__EXERCISE DETAILS__: Each record is to be reproduced verbatim.

__Dataset excerpts__:
*** Begin section ***

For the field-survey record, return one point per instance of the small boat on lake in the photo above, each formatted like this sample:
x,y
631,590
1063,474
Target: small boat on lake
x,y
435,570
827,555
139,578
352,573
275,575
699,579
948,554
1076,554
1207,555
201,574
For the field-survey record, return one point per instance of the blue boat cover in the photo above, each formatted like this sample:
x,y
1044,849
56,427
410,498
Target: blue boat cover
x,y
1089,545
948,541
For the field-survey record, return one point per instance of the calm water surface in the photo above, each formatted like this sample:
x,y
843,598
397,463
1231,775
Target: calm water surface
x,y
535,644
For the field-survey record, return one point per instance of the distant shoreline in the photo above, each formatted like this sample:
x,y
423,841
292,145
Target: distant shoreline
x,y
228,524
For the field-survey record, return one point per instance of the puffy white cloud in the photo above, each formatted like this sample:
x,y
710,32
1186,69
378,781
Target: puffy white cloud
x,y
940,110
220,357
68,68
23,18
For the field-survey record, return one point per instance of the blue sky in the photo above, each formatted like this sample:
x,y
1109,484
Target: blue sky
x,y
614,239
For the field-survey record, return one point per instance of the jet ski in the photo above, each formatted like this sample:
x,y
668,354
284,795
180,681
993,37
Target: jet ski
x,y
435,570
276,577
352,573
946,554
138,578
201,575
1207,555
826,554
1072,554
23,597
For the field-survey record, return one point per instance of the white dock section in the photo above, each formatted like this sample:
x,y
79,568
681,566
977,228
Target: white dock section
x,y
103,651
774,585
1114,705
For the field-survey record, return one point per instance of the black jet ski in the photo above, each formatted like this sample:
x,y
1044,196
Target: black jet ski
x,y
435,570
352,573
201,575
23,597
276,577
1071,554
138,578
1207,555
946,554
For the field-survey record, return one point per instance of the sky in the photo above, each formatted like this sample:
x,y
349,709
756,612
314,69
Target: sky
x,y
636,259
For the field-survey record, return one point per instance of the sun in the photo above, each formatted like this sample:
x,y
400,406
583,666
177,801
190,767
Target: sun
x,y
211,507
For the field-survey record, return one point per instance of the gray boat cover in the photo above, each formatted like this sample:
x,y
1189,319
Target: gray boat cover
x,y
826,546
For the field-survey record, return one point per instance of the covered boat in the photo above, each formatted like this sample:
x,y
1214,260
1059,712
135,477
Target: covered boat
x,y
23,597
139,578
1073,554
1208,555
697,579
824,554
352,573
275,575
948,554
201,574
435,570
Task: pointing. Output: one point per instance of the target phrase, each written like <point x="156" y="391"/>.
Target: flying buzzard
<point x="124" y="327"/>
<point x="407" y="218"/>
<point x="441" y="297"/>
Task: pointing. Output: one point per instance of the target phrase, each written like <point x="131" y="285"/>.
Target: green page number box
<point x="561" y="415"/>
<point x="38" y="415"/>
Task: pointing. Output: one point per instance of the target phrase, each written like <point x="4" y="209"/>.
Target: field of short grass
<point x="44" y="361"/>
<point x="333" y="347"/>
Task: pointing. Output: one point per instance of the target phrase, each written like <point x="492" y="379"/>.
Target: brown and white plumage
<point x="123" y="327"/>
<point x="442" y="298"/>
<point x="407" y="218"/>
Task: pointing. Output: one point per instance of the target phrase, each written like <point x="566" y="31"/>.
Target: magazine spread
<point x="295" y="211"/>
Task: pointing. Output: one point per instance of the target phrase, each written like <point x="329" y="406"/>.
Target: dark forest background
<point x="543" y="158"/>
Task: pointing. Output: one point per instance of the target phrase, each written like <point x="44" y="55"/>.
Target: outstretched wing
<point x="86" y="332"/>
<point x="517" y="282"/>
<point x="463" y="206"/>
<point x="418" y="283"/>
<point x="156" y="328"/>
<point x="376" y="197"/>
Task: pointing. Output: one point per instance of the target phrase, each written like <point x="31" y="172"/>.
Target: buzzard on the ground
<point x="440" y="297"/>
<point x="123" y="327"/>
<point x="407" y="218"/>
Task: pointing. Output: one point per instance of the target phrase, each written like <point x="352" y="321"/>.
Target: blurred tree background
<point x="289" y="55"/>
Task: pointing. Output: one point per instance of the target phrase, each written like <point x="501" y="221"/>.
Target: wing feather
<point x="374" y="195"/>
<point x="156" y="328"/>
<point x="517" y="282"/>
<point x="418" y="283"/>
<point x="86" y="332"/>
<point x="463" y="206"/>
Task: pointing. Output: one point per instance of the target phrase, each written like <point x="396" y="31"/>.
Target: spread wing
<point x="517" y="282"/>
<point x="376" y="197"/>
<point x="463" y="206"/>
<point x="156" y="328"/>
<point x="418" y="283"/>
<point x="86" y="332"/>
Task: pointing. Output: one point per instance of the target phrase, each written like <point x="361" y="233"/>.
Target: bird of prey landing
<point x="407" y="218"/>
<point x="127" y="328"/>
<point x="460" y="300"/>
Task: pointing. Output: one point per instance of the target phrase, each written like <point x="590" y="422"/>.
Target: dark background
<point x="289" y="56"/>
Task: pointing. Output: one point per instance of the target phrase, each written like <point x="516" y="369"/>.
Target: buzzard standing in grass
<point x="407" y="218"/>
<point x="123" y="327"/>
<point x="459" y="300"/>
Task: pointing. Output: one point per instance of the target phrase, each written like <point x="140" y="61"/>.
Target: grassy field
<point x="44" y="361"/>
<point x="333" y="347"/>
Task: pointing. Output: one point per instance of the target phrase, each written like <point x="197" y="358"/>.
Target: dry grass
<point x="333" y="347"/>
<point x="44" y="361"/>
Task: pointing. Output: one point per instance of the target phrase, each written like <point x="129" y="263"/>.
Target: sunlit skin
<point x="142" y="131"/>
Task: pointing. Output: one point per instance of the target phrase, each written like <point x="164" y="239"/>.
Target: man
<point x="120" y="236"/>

*** End section ***

__OUTPUT__:
For the field-survey record, return one point per instance of the small boat on lake in the photo above, each formatted like this sample:
x,y
631,590
1063,474
Target: small boat on lake
x,y
435,570
827,555
139,578
352,573
275,575
699,579
948,554
1076,554
1207,555
201,574
For the field-survey record, return one point per instance of the blue boat cover in the photo above, each formatted like this sample:
x,y
1044,849
56,427
410,498
Target: blue boat cover
x,y
1089,545
948,541
For the field-survey record, return one point per instance of the calm water surface in the photo above, each formatted like this sample:
x,y
843,598
397,463
1231,775
Target: calm water surface
x,y
535,644
For the field-survey record, return one point per instance of the distant shoreline in the photo above, each formatted like this sample:
x,y
423,841
292,145
Target: distant shoreline
x,y
228,524
For the field-survey record, return one point per instance of the puffy white cloud in the photo above, each formatted like this sample:
x,y
710,32
1186,69
378,781
Target: puffy white cloud
x,y
940,110
220,357
68,68
23,18
For the field-survey record, return one point per instance of the blue sky in the photo above, each formatted like this sample:
x,y
1109,484
Target: blue sky
x,y
614,239
For the field-survey record, return one point per instance of the jet ski in the photo above, each formatted like this sample:
x,y
668,354
284,795
180,681
993,37
Target: jet ski
x,y
435,570
276,577
352,573
946,554
138,578
201,575
1207,555
826,554
1072,554
23,597
For the field-survey record, return one point per instance of the white dock section in the photo above, each formatted like this sample:
x,y
79,568
681,566
977,228
Target: white dock section
x,y
103,651
774,585
1114,705
For the field-survey record, return one point per instance of the black jet ski in the photo above, each formatted like this sample:
x,y
1044,196
Target: black jet ski
x,y
435,570
352,573
201,575
23,597
276,577
1071,554
138,578
1207,555
946,554
For the field-survey record, return one point per instance of the sky in the photo above, each formatted like this sample:
x,y
349,709
756,612
314,69
Target: sky
x,y
636,259
For the field-survey record, return one point per instance of the sun in the photo above, each formatted like this sample:
x,y
400,406
583,666
177,801
190,767
Target: sun
x,y
211,507
For the field-survey record, return one point per instance of the gray boat cover in the photo above, each formatted like this sample:
x,y
1189,319
Target: gray boat cover
x,y
826,546
For the field-survey record, return one point per instance of the covered boat in the photo above, each formatted like this sample:
x,y
1214,260
1059,712
135,477
Target: covered boat
x,y
23,597
139,578
1073,554
1208,555
697,579
824,554
352,573
275,575
948,554
201,574
435,570
Task: pointing. Output: one point per instance of the target phrase, each written like <point x="156" y="391"/>.
Target: flying buzzard
<point x="124" y="327"/>
<point x="407" y="218"/>
<point x="441" y="297"/>
Task: pointing. Output: one point per instance of the target phrase, each written like <point x="131" y="285"/>.
Target: green page number box
<point x="561" y="415"/>
<point x="38" y="415"/>
Task: pointing. Output: one point per instance of the target phrase, each written like <point x="4" y="209"/>.
Target: field of short grass
<point x="44" y="361"/>
<point x="333" y="347"/>
Task: pointing. Output: one point per instance of the target phrase, each written like <point x="492" y="379"/>.
Target: brown and white plumage
<point x="123" y="327"/>
<point x="442" y="298"/>
<point x="407" y="218"/>
Task: pointing. Output: one point per instance of the target phrase, each written like <point x="566" y="31"/>.
Target: magazine spread
<point x="295" y="211"/>
Task: pointing. Output: one point per instance of the target phrase, each written like <point x="329" y="406"/>.
Target: dark forest background
<point x="543" y="158"/>
Task: pointing. Output: one point per instance of the target phrase, each written like <point x="44" y="55"/>.
Target: outstretched wing
<point x="86" y="332"/>
<point x="517" y="282"/>
<point x="463" y="206"/>
<point x="418" y="283"/>
<point x="156" y="328"/>
<point x="376" y="197"/>
Task: pointing. Output: one point per instance of the target phrase, each written like <point x="31" y="172"/>.
Target: buzzard on the ground
<point x="440" y="297"/>
<point x="123" y="327"/>
<point x="407" y="218"/>
Task: pointing. Output: one point per instance of the target phrase, each written like <point x="352" y="321"/>.
Target: blurred tree background
<point x="289" y="55"/>
Task: pointing. Output: one point per instance of the target phrase, each written like <point x="501" y="221"/>.
Target: wing feather
<point x="374" y="195"/>
<point x="156" y="328"/>
<point x="517" y="282"/>
<point x="418" y="283"/>
<point x="86" y="332"/>
<point x="463" y="206"/>
Task: pointing. Output: one point per instance of the target phrase, each written like <point x="396" y="31"/>.
Target: spread wing
<point x="517" y="282"/>
<point x="376" y="197"/>
<point x="463" y="206"/>
<point x="156" y="328"/>
<point x="418" y="283"/>
<point x="86" y="332"/>
Task: pointing. Output: one point per instance of the target phrase, each written like <point x="361" y="233"/>.
Target: bird of prey landing
<point x="407" y="218"/>
<point x="127" y="328"/>
<point x="460" y="300"/>
Task: pointing. Output: one point per instance of the target phrase, each written like <point x="590" y="422"/>.
Target: dark background
<point x="289" y="56"/>
Task: pointing. Output: one point per instance of the target phrase, each written like <point x="516" y="369"/>.
Target: buzzard standing in grass
<point x="407" y="218"/>
<point x="123" y="327"/>
<point x="459" y="300"/>
Task: pointing. Output: one point per instance of the target phrase, each written like <point x="140" y="61"/>.
Target: grassy field
<point x="44" y="361"/>
<point x="333" y="347"/>
Task: pointing. Output: one point per instance of the target phrase, each written like <point x="197" y="358"/>.
Target: dry grass
<point x="333" y="347"/>
<point x="44" y="361"/>
Task: pointing. Output: one point per instance of the target phrase, each written like <point x="129" y="263"/>.
Target: sunlit skin
<point x="142" y="131"/>
Task: pointing. Output: one point per instance of the target phrase, each written like <point x="164" y="239"/>.
Target: man
<point x="120" y="236"/>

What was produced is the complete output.